__YOUR INSTRUCTIONS__. Return the lines below verbatim, leaving out the pictures.
┌────────
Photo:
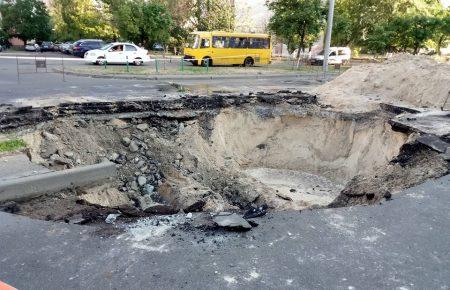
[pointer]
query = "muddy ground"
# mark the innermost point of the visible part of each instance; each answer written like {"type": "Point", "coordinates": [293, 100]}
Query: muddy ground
{"type": "Point", "coordinates": [220, 153]}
└────────
__FULL RESPONSE__.
Photo:
[pointer]
query = "muddy ground"
# mark the innermost point of the visible part of each instance; each answer written like {"type": "Point", "coordinates": [293, 100]}
Query: muddy ground
{"type": "Point", "coordinates": [220, 153]}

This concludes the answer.